**PROMPT 1:** Name every entity from which, according to the Palladon Ventures news release, Luxor purchased its Palladon shares.
**PROMPT 2:** Carry the Palladon Ventures news release forward from the point where it stops.
* BEGIN EXTRACTED TEXT *
Palladon Ventures Ltd. ("Palladon" or the "Company") (TSX VENTURE:
PLL)(FRANKFURT: PV-1) announces updates with respect to recent
financing activity, investing activity, and an update from CML
Metals Corporation.
First, as stated in its December 30, 2010 release, Palladon is
in the process of completing, subject to approval from the TSX
Venture Exchange (the "Exchange"), a non-brokered private placement
of up to CDN$6.0 million at a price of not less than CDN$0.06 per
share (the "Private Placement"), to fully fund Palladon's US$5.6
million proportionate share of a US$25.6 million equity financing
being undertaken by CML Metals Corporation ("CML"). Luxor Capital
Partners, LP informed Palladon that it has completed its US$20
million share of the equity financing.
Palladon is diligently working to complete this private
placement with Qualified Investors within the next 10 days. The per
share price is currently anticipated to be approximately CDN$.065
cents, which is consistent with the valuation of CML used in the
current capital call issued to Luxor Capital and Palladon.
Second, in a news release dated January 4, 2011, Luxor Capital
Group LP announced that it had acquired beneficial ownership of
37,608,310 common shares of Palladon Ventures Ltd. As a result,
Luxor now beneficially owns a total of 39,061,452 common shares of
Palladon, representing approximately 20.67 per cent of the issued
and outstanding common shares of Palladon. Luxor acquired the
Palladon shares by a share purchase with Jana Master Fund Ltd.,
Jana Nirvana Fund LP and Jana Nirvana Master Fund LP for a total
acquisition cost of CDN$2,444,540. The share purchase agreement
contained customary representations and warranties for a
transaction of a similar size and nature.
Finally, what follows is a letter to CML shareholders from Dale
Gilbert, CEO of CML Metals Corporation, which Palladon received on
January 12, 2011.
CML Metals Shareholder Update January 12, 2011
Dear Shareholder,
I am pleased to provide a year-end update for the calendar year
ending December 31, 2010.
2010 in Review
2010 was an important and successful year at CML Metals. In
March of 2010, the former Palladon Iron Corporation was
restructured into CML Metals, and with the restructuring my
responsibilities shifted from CEO of Palladon Ventures to CEO of
CML Metals. In the nine months since the ownership change at CML,
my team and I have made significant accomplishments toward
establishing CML as the premier producer of iron-related product in
the Western United States. Our accomplishments include each of the
following:
-- Ended the arbitration with CKI International with no additional monies
to be paid CKI unless CKI were to establish offtake agreements for CML
or introduce a financing partner to CML. The ending of the arbitration
allowed CML to enter into new offtake negotiations with other interested
parties and allowed for the sale of spot cargoes in the second half of
2010. The Company does not expect to enter into any additional contracts
with CKI in the future.
-- Negotiated and executed logistics contracts for the provision of short
and long haul rail services, rail cars, port access and contract mining
allowing CML to commence production and sale of run-of-mine (ROM)
product in September 2010.
* END EXTRACTED TEXT *
* BEGIN DATASET ROWS *
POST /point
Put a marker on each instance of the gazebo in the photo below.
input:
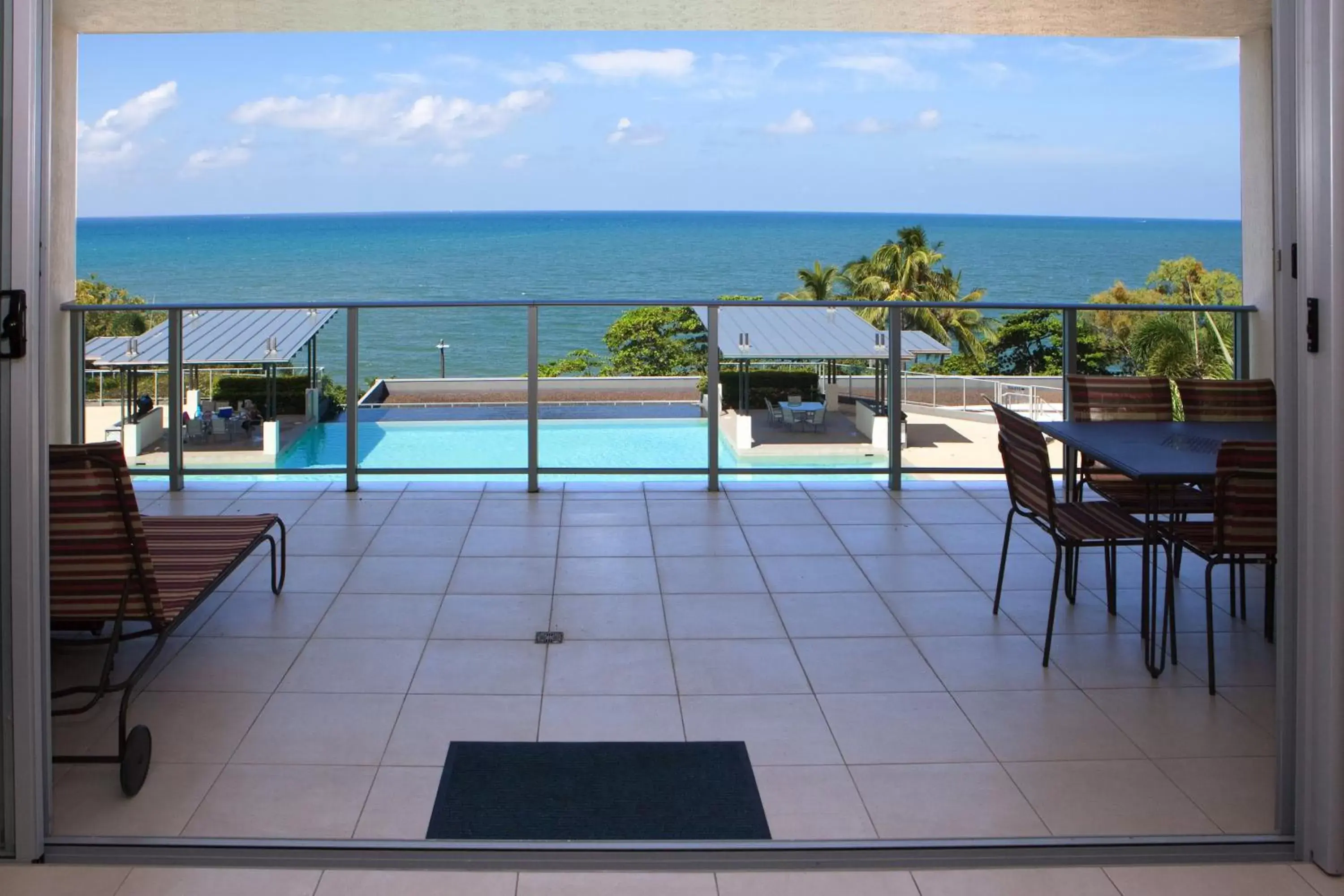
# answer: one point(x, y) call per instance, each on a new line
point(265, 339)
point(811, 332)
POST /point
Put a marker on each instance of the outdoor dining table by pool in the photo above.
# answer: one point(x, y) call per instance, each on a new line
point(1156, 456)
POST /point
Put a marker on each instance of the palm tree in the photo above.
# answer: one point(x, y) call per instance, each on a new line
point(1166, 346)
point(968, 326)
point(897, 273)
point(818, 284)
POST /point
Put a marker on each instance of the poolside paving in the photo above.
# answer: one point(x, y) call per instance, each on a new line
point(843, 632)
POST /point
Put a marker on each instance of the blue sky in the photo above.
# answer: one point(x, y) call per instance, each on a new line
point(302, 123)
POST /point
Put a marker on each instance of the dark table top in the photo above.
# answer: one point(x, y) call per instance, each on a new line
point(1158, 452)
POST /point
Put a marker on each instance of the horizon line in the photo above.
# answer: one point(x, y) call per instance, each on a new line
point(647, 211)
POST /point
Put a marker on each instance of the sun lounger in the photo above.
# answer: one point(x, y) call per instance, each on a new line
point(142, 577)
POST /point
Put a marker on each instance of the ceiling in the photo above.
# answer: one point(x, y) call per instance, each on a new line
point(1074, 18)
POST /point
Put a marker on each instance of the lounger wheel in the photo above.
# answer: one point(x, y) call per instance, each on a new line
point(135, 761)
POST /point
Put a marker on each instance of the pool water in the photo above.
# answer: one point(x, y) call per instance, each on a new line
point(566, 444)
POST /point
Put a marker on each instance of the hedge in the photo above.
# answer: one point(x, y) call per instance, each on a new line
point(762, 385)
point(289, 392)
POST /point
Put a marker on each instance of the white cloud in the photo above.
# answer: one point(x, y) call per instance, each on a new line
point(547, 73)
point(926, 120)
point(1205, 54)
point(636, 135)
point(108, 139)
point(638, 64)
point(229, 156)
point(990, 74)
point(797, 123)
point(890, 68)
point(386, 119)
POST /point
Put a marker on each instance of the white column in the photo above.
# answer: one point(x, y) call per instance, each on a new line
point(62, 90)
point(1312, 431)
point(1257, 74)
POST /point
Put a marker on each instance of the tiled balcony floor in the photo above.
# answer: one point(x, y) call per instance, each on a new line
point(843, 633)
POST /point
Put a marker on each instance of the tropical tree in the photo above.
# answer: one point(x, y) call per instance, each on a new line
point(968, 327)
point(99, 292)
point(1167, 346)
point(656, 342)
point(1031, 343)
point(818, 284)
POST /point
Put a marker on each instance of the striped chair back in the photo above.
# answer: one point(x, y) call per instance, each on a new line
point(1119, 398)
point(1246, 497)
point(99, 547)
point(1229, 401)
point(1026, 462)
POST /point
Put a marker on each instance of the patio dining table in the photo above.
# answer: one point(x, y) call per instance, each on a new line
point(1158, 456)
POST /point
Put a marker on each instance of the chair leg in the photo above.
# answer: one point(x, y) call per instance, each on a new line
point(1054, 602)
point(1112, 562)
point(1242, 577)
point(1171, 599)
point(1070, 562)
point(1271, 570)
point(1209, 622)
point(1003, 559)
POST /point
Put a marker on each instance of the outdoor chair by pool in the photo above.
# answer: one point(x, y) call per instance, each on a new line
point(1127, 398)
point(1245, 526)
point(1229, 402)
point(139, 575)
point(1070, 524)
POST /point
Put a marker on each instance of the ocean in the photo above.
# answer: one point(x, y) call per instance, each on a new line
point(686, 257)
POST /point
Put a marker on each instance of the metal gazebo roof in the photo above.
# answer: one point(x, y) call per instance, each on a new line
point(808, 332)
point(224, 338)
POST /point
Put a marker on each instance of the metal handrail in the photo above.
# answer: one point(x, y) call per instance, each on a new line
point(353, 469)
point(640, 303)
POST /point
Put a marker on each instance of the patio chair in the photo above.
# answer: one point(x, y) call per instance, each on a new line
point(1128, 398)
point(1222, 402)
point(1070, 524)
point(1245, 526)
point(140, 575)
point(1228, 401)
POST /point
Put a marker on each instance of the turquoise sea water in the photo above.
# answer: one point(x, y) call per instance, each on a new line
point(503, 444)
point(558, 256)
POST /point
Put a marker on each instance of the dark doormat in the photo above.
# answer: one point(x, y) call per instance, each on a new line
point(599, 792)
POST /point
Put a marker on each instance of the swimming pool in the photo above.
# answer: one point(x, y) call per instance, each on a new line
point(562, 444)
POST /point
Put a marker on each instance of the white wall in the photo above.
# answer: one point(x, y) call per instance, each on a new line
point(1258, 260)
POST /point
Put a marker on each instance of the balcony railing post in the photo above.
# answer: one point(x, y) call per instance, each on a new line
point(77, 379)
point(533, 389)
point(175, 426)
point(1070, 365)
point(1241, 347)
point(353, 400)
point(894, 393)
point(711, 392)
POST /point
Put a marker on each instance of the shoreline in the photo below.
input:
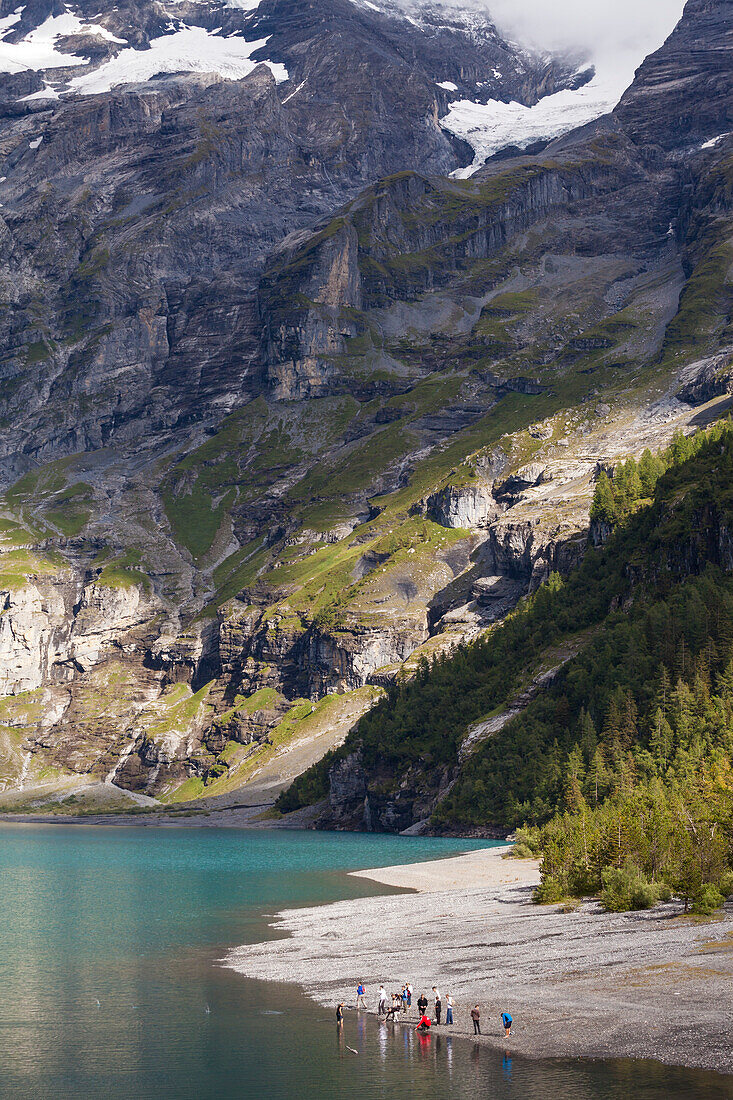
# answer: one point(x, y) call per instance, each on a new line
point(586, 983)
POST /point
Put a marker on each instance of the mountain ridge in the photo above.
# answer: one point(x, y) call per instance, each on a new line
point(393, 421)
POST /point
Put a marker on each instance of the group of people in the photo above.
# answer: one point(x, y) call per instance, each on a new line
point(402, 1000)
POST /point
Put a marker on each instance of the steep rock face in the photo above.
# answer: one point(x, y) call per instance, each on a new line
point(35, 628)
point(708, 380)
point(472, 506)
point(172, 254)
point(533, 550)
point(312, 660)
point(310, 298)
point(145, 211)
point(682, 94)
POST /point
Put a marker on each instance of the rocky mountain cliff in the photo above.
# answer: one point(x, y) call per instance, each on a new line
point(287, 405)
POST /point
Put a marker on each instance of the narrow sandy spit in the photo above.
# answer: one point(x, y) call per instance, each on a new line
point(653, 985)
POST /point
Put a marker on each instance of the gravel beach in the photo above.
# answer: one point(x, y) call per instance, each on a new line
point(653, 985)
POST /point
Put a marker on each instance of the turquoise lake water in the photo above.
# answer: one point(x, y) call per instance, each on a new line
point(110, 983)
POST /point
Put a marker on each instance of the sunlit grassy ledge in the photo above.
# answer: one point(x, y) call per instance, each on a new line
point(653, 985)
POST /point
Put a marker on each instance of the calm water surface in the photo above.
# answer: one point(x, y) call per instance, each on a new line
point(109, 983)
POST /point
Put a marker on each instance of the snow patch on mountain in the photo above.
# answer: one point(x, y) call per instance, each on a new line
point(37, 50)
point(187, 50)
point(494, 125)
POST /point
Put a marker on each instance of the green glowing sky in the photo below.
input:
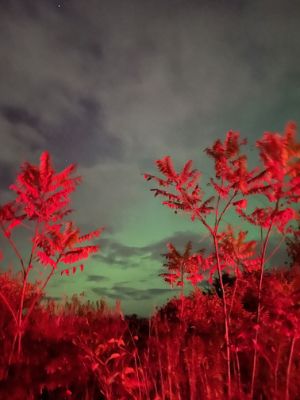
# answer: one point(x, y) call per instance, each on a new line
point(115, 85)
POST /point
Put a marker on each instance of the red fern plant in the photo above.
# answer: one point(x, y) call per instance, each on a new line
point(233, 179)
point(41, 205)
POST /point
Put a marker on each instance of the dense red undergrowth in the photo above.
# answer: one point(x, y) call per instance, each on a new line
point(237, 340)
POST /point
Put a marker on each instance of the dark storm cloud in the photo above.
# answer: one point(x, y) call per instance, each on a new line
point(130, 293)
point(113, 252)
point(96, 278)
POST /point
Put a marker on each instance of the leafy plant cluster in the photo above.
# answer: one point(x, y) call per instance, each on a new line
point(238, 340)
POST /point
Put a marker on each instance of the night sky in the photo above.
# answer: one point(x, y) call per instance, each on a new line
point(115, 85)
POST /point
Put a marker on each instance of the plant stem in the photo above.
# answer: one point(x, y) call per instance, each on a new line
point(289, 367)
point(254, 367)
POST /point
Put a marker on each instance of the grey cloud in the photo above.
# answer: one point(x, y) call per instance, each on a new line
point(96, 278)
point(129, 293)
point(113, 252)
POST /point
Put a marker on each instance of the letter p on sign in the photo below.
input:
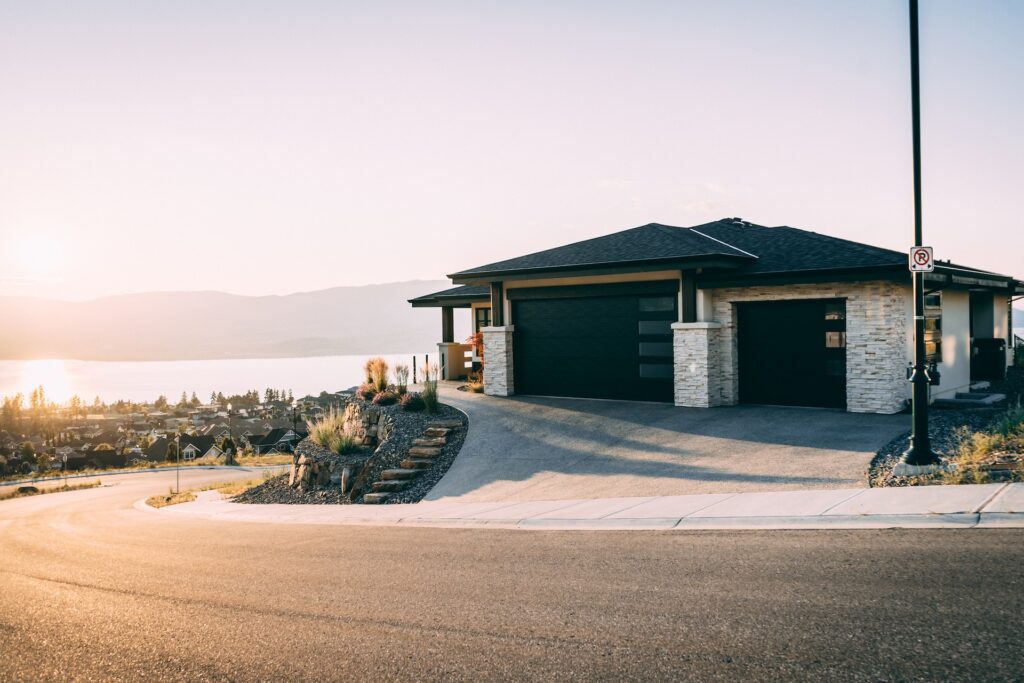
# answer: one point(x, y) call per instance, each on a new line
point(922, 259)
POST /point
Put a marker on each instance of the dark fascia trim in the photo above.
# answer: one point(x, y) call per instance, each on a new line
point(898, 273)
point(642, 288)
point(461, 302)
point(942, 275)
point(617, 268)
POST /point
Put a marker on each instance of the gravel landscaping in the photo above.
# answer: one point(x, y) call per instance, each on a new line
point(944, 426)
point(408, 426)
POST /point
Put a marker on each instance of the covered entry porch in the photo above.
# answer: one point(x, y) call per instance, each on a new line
* END DATASET ROWS *
**EXERCISE RESULT 1:**
Jana Master Fund Ltd.
Jana Nirvana Fund LP
Jana Nirvana Master Fund LP

**EXERCISE RESULT 2:**
-- Sold approximately 190,000 tons of ROM ore from September to the end of
the year to various Western and Asian purchasers for use in China. The
ROM sales generated positive cash flow excluding overhead and
expenditures related to the construction of the concentrator while also
securing important logistics partners for the eventual sale of
concentrate product.
-- Hired Samuel Engineering, a highly respected engineering/design firm, to
conduct the EPCM (Engineering, Procurement, and Construction Management)
required to design and construct the concentrator plant. During 2010
Samuel Engineering, in conjunction with CML, completed a very precise,
ground-up, Metallurgical Testwork Program that yielded a world-class
67%+ Fe (Iron) concentrate product and commenced basic and detailed
engineering on the concentrate plant based on the testing program.
Equipment procurement commenced with RFQ's being issued for most major
components, while near-final flowsheet, plant layout, building, and
earthwork plans were distributed for review and finalizing.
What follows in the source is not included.